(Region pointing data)
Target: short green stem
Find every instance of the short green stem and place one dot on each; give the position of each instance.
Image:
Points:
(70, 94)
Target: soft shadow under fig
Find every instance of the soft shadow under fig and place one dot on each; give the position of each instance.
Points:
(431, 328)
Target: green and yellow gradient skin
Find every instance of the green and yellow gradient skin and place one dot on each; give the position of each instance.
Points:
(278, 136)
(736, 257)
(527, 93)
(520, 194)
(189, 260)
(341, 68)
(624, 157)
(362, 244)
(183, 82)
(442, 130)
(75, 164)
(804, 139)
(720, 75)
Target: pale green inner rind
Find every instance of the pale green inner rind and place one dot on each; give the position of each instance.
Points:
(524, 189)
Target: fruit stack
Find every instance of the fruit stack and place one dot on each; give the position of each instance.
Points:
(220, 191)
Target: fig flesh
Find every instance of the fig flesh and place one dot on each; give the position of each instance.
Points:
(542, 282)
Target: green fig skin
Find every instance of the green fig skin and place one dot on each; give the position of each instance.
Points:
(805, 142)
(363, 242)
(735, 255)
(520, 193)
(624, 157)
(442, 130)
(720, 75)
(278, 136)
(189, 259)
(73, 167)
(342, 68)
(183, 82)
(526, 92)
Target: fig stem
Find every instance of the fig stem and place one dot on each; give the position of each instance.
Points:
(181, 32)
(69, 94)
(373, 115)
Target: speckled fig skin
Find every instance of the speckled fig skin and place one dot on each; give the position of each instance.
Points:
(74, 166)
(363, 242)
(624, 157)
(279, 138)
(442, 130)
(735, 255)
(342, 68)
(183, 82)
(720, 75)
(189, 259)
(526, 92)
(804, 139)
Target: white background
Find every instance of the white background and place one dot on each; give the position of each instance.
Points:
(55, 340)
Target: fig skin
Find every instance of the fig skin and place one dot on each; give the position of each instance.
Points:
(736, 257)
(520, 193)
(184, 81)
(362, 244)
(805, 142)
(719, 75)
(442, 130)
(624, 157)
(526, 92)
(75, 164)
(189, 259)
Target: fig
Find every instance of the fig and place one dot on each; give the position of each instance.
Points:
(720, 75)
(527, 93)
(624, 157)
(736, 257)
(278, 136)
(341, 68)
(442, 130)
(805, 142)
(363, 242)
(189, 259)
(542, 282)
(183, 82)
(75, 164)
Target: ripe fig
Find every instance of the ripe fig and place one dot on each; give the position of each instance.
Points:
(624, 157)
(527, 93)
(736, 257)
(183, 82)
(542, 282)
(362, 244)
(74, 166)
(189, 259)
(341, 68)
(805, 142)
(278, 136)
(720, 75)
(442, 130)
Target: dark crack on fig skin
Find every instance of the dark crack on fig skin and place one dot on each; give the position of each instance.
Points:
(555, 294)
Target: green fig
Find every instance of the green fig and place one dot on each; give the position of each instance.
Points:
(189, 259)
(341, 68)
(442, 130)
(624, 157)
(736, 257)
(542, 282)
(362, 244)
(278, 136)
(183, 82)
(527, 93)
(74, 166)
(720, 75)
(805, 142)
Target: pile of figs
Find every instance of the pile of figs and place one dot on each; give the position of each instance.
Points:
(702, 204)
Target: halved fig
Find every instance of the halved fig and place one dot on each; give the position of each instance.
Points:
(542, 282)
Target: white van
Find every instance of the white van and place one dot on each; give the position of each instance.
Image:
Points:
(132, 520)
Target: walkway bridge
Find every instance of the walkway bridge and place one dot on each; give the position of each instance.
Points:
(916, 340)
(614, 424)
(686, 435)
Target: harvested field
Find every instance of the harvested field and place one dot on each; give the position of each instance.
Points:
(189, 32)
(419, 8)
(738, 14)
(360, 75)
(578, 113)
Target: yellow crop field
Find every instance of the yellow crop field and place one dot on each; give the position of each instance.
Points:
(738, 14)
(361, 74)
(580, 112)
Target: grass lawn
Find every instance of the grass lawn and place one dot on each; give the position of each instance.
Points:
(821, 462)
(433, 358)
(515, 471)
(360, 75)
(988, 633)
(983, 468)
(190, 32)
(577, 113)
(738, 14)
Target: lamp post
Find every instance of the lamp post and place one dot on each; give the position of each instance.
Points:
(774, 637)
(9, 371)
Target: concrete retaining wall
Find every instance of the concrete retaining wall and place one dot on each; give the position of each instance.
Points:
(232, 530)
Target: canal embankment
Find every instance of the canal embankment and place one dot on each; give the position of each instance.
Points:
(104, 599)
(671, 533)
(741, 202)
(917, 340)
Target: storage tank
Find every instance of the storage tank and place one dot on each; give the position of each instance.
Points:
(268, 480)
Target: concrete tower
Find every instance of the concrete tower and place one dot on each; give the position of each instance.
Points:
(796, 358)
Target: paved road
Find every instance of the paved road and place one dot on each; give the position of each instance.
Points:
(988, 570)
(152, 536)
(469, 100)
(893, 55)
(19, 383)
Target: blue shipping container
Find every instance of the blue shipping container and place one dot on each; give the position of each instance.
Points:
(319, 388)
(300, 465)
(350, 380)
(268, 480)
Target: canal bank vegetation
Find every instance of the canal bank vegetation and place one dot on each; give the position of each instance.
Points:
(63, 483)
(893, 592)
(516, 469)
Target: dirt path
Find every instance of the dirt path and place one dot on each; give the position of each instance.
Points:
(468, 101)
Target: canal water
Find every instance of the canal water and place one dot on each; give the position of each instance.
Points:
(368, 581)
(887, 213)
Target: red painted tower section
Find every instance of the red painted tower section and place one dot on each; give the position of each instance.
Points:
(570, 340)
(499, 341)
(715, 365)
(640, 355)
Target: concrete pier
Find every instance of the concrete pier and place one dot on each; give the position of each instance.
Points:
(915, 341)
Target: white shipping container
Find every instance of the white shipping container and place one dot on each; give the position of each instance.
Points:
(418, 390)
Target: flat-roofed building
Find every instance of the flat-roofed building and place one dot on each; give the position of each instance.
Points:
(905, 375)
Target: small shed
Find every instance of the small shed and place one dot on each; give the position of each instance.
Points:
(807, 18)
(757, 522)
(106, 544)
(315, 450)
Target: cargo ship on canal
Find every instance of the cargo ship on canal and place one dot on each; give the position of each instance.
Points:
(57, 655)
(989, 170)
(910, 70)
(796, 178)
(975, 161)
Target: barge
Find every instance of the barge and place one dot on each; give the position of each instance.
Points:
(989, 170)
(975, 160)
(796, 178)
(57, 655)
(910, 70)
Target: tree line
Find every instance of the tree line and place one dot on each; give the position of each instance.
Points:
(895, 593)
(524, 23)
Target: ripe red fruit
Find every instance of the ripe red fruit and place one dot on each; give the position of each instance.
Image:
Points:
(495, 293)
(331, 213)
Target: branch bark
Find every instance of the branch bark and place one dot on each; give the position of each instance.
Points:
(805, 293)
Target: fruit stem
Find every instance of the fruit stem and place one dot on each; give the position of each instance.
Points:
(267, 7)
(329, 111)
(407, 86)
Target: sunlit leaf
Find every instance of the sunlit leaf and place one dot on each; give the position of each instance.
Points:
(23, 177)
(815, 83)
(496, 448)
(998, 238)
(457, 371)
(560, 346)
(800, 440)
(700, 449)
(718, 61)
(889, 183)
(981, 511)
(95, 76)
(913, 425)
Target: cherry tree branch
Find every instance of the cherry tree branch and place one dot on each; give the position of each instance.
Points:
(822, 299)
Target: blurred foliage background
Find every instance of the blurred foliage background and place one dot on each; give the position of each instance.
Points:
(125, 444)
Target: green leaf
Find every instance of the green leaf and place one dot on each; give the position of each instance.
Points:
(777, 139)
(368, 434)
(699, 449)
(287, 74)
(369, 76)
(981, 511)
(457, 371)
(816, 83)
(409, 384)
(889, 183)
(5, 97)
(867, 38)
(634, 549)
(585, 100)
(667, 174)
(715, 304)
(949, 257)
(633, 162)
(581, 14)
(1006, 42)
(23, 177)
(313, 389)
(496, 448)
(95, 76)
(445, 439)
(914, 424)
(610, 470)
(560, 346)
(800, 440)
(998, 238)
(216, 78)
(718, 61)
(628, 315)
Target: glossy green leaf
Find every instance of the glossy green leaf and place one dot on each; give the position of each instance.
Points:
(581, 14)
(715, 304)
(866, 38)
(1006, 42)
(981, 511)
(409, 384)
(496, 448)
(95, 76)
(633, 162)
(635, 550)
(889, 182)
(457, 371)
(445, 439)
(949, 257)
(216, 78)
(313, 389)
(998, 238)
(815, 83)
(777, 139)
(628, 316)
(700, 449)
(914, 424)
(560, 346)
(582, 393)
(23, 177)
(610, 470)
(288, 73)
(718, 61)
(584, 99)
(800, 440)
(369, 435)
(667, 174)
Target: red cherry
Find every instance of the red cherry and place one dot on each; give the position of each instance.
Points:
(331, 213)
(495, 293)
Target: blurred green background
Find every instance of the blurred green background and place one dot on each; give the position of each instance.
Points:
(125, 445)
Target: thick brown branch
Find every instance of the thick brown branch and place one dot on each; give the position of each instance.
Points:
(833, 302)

# ACTIVITY:
Check each line of the entries above for the word "blurred". List the ones that have it.

# RESPONSE:
Target: blurred foliage background
Find every instance of the blurred foliage background and place one dot on each; give the position of each instance.
Target: blurred green background
Find every instance of the blurred green background and place one dot on each; give the position of each instance.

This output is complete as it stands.